> [Records shown]
============
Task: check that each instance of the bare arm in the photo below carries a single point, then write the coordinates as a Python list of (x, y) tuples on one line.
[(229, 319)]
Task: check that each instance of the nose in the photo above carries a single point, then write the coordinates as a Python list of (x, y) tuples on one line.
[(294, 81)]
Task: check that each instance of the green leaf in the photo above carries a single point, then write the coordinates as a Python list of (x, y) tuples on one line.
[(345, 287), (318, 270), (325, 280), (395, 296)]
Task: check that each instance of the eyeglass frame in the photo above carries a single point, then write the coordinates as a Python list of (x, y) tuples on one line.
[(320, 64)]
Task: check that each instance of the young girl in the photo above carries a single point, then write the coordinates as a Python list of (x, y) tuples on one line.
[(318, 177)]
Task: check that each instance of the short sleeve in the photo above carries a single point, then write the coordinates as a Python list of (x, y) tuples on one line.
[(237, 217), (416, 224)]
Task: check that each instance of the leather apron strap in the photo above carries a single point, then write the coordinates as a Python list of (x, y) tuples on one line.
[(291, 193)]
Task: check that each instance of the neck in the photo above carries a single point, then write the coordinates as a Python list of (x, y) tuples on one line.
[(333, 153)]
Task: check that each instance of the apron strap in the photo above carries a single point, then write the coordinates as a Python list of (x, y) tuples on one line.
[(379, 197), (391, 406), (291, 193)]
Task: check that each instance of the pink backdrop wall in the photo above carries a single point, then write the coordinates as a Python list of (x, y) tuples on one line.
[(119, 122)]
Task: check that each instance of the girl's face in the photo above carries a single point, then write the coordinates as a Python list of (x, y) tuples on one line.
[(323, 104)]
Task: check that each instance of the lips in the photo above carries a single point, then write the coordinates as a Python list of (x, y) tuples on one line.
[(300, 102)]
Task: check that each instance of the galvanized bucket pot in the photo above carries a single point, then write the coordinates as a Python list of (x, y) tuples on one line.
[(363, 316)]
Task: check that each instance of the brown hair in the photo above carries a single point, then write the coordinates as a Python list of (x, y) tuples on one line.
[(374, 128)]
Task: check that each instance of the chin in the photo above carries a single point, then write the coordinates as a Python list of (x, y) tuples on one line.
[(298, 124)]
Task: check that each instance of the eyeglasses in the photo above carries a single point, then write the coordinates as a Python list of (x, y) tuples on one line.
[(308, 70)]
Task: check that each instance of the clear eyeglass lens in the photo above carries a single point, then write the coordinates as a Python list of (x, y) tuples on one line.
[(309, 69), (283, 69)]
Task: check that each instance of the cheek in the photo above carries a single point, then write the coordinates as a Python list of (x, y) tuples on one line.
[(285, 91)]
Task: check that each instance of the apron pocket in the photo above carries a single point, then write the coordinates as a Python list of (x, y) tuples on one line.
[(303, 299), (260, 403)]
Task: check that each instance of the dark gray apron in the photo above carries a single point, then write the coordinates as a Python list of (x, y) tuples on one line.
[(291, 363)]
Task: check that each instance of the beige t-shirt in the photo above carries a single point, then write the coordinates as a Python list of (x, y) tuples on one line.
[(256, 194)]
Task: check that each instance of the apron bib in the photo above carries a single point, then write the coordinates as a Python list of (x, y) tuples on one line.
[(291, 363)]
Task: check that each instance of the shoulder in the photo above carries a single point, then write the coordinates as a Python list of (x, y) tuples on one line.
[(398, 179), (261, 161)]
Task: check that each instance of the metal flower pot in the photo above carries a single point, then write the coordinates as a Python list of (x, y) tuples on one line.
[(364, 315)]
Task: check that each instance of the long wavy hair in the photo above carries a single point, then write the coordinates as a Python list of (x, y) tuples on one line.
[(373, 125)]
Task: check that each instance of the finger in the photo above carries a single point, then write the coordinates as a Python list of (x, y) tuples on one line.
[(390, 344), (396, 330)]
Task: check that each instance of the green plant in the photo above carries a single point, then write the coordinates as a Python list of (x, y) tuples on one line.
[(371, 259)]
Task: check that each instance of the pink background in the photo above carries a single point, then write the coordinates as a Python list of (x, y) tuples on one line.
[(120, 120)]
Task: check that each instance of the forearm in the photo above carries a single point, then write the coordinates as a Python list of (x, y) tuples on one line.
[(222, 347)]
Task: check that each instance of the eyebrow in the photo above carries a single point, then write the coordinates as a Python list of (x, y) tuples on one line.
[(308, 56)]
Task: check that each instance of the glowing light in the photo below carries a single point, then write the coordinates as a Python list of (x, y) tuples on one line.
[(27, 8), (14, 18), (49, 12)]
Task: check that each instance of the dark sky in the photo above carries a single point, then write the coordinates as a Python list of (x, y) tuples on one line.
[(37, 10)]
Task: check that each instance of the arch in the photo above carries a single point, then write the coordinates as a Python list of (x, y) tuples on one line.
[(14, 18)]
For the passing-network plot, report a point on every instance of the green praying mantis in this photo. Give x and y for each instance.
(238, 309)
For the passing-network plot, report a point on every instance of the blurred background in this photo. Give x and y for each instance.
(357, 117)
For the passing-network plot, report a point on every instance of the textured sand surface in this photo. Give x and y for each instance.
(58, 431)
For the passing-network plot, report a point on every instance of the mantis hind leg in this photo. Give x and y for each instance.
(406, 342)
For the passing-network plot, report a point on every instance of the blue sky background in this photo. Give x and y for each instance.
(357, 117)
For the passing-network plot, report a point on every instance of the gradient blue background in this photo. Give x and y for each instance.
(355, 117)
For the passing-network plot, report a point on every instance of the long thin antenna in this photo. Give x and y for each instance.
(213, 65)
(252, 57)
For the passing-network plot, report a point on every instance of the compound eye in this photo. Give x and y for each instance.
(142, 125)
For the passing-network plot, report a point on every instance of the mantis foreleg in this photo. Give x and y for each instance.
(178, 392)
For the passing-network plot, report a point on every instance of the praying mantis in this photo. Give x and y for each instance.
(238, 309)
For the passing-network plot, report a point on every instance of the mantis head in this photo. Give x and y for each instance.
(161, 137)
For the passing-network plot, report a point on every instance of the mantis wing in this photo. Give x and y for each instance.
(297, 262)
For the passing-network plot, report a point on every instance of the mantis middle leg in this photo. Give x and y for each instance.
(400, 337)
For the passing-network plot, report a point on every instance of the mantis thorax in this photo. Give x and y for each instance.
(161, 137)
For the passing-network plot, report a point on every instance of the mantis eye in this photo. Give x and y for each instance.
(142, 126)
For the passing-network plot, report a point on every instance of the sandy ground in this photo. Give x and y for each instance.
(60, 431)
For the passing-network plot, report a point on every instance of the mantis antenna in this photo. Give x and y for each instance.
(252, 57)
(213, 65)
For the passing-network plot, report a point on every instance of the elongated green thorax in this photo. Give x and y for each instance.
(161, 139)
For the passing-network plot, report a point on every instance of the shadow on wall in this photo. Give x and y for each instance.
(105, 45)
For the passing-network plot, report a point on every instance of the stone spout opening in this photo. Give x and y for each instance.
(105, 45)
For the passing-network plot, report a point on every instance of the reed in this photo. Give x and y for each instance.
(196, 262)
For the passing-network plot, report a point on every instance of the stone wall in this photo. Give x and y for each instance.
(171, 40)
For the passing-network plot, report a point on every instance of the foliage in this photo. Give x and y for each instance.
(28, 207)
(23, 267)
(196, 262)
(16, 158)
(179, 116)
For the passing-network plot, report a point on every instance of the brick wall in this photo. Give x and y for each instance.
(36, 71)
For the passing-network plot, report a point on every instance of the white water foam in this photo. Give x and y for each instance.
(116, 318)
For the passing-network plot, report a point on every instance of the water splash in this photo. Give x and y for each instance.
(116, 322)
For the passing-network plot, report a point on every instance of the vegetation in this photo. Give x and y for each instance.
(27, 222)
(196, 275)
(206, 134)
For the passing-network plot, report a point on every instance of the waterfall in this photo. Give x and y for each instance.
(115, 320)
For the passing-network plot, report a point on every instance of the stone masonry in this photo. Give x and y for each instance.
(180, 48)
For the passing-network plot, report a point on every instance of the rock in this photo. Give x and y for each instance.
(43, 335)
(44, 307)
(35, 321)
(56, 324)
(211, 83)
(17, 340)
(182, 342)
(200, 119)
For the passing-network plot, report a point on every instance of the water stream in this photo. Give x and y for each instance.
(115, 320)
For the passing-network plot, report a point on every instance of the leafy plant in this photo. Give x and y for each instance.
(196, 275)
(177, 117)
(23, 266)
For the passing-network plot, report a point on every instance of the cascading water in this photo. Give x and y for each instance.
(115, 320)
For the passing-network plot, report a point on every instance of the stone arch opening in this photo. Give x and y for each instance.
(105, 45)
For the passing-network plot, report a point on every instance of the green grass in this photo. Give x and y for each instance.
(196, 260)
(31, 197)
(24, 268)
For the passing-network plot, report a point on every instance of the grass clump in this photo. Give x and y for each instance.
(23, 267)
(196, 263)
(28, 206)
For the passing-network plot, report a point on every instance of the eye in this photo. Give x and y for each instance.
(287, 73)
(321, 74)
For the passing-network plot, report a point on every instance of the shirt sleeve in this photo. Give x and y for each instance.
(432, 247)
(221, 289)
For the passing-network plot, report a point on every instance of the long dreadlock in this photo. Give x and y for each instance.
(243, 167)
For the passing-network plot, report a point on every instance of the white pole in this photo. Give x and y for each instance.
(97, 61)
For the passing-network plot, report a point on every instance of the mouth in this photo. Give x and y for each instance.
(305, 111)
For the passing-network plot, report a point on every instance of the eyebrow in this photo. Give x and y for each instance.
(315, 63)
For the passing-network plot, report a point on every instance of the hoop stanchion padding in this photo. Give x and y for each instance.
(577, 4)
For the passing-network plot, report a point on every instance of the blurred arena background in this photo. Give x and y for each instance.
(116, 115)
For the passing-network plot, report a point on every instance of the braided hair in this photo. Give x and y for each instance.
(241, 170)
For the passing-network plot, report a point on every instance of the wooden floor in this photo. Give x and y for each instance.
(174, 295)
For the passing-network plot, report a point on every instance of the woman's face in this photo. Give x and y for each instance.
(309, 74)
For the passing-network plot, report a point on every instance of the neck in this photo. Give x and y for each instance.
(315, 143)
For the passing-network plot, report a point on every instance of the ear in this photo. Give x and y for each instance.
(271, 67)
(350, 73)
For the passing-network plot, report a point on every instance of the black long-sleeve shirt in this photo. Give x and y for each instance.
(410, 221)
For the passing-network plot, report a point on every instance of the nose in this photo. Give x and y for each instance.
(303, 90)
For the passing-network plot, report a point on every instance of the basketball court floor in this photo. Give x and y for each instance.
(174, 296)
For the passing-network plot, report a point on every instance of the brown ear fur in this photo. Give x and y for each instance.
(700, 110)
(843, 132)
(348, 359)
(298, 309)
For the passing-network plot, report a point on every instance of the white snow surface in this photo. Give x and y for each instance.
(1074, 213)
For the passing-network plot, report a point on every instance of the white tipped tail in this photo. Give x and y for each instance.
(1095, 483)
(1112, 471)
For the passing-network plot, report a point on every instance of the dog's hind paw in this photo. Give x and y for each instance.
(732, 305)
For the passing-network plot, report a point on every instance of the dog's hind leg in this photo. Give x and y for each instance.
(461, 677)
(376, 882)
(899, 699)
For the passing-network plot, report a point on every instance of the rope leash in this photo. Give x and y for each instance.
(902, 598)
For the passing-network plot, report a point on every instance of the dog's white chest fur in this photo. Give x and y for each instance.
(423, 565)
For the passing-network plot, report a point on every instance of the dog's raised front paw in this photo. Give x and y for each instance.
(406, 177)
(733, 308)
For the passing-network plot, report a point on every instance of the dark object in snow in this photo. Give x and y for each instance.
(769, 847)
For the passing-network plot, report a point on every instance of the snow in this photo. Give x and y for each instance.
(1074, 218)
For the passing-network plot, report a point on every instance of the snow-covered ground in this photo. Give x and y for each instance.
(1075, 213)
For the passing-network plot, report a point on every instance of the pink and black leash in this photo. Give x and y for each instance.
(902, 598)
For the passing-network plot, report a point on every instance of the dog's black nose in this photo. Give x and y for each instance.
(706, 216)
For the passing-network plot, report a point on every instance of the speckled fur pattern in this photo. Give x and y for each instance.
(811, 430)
============
> [Do this] Look above for the line containing "the dark object", then transcribe it and all lines after it through the last, exactly and with nothing else.

> [Task solution]
For the passing-network plot, report a point on every instance of the dark object in snow in this photo. Give x and y for each instance.
(769, 847)
For the passing-network plot, report a point on every instance of the snow in this photo. Give x and y for each instance.
(1074, 218)
For the passing-network plot, report a point on every instance of the snow-covered ground in this photo. Give x and y for each instance.
(1075, 213)
For the passing-network plot, report a point on every instance of the pink and black leash in this photo. Give x and y for each instance.
(902, 598)
For the passing-network plot, report a point on every instance of the dog's black nose in this photo. Give x and y for each instance.
(706, 216)
For the passing-network plot, report a point on every instance of the speckled fur pattern in this photo. Give x and y for each instance.
(811, 430)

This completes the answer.